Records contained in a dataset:
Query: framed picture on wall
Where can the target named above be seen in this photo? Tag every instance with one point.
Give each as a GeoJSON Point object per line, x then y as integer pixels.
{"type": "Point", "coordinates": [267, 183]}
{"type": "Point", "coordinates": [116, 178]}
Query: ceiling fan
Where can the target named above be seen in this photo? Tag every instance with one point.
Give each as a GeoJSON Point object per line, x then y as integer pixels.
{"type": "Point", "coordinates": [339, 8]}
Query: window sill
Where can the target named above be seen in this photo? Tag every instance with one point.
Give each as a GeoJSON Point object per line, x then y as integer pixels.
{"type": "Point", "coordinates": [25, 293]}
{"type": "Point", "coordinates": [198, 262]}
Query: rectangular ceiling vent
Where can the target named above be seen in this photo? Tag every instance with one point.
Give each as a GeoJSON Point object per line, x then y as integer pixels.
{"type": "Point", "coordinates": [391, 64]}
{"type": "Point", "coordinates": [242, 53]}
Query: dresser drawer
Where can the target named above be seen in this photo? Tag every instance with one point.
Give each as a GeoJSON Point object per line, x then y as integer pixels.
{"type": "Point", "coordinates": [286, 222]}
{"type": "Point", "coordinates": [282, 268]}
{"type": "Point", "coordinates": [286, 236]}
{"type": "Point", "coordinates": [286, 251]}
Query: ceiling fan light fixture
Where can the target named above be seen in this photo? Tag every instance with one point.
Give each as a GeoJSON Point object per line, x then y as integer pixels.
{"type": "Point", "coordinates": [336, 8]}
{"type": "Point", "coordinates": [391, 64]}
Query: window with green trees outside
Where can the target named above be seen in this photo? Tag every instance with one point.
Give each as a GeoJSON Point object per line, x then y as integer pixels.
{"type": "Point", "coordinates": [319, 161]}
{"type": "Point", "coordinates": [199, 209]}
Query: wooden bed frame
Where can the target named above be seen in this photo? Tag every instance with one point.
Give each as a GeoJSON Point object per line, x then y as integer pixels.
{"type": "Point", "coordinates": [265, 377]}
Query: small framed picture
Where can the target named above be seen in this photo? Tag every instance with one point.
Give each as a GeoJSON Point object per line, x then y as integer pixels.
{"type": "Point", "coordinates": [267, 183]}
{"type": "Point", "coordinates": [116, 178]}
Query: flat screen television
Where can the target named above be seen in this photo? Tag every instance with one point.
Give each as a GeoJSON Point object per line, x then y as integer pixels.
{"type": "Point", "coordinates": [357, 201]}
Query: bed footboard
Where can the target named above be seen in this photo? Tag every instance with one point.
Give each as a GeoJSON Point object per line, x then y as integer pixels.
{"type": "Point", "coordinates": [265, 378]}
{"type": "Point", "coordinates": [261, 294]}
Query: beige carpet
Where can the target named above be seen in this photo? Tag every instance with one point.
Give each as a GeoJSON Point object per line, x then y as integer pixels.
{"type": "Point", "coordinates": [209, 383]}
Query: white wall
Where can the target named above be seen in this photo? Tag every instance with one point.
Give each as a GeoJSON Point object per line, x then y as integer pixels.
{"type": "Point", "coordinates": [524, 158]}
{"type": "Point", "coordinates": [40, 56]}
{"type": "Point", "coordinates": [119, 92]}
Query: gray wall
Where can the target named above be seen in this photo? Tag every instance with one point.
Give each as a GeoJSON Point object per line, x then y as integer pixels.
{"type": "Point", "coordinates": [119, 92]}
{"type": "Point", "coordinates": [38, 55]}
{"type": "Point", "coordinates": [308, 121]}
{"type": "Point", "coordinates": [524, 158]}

### WORK TASK
Every record is to be repeated exactly as written.

### EXERCISE SOLUTION
Query: framed picture on wall
Where can the target named above be seen in this photo? Tag every instance with one point.
Give each as a GeoJSON Point object per line, x then y as integer pixels.
{"type": "Point", "coordinates": [267, 183]}
{"type": "Point", "coordinates": [116, 178]}
Query: ceiling fan
Where can the target named above be seen in this photo? Tag every instance with one point.
Give each as a GeoJSON Point object per line, x then y as integer pixels.
{"type": "Point", "coordinates": [339, 8]}
Query: window sill
Where can the target named above be seen in this photo? Tag every instance with one point.
Give each as a GeoJSON Point object per line, x then y as integer pixels.
{"type": "Point", "coordinates": [25, 293]}
{"type": "Point", "coordinates": [198, 262]}
Query: rectangular ceiling vent
Where can the target named above be seen in this photo? Tag every instance with one point.
Give each as a GeoJSON Point object per line, x then y as integer pixels.
{"type": "Point", "coordinates": [391, 64]}
{"type": "Point", "coordinates": [242, 53]}
Query: dresser drawer
Where can the target named above be seen in this photo? Tag every instance with one point.
Give each as a GeoJSON Point object per line, x then y as integer pixels.
{"type": "Point", "coordinates": [286, 222]}
{"type": "Point", "coordinates": [282, 268]}
{"type": "Point", "coordinates": [286, 236]}
{"type": "Point", "coordinates": [286, 251]}
Query: ceiling fan light fixture
Where can the target named above be seen in this photo? Tag every instance with one point.
Give each as a GeoJSON Point object per line, x then y as integer pixels.
{"type": "Point", "coordinates": [336, 8]}
{"type": "Point", "coordinates": [391, 64]}
Query: window with green trees outside
Where can the target named above be seen in this photo? Tag every instance with one point.
Give each as a GeoJSON Point object per line, x then y as integer pixels.
{"type": "Point", "coordinates": [319, 161]}
{"type": "Point", "coordinates": [199, 209]}
Query: wooden bed frame
Where can the target named above be seen in this photo? Tag every instance with one point.
Give each as a GeoJSON Point object per line, x then y as integer pixels.
{"type": "Point", "coordinates": [265, 377]}
Query: small framed picture
Where can the target named above be seen in this photo? Tag every instance with one point.
Give each as a GeoJSON Point object per line, x then y as integer pixels.
{"type": "Point", "coordinates": [267, 183]}
{"type": "Point", "coordinates": [116, 178]}
Query: flat screen television
Where can the target named above be seen in this photo? Tag every instance with one point.
Give each as a GeoJSON Point object per line, x then y as integer pixels.
{"type": "Point", "coordinates": [357, 201]}
Query: bed footboard
Where can the target named above be seen in this photo? Tag every instance with one point.
Give each as a GeoJSON Point object per line, x then y as integer pixels.
{"type": "Point", "coordinates": [265, 378]}
{"type": "Point", "coordinates": [261, 294]}
Query: beige carpet
Where can the target named above be seen in this photo? Tag every instance with one point.
Give each as a GeoJSON Point object per line, x then y as integer pixels.
{"type": "Point", "coordinates": [209, 383]}
Query: white wall
Where can the target named above be seen in this photo? Tag every instance with one point.
Give each as a GeoJSON Point object per line, x then y as integer pixels.
{"type": "Point", "coordinates": [524, 158]}
{"type": "Point", "coordinates": [40, 56]}
{"type": "Point", "coordinates": [119, 92]}
Query: gray wall
Where can the target named above be seen in this photo? Tag every instance with one point.
Give each as a GeoJSON Point object per line, x then y as integer pixels.
{"type": "Point", "coordinates": [119, 92]}
{"type": "Point", "coordinates": [38, 55]}
{"type": "Point", "coordinates": [308, 121]}
{"type": "Point", "coordinates": [524, 158]}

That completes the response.